(Exercise goal) All lines of the material below that include the string "instance" are to be copied.

#### Data for the task

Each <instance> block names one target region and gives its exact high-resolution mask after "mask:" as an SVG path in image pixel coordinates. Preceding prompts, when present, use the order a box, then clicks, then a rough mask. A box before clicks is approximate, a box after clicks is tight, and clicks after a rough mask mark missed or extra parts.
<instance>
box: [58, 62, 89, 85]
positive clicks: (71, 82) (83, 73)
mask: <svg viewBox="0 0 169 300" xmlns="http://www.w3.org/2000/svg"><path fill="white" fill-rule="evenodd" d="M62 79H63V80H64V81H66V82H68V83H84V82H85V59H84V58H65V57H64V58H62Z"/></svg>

########

(Exercise answer)
Each <instance> block names one target region and gives its exact high-resolution mask after "mask:" as an SVG path in image pixel coordinates. Preceding prompts, when present, use the order a box, then clicks, then a rough mask. A box before clicks is approximate, a box after clicks is tight, and clicks after a rough mask mark missed or extra parts.
<instance>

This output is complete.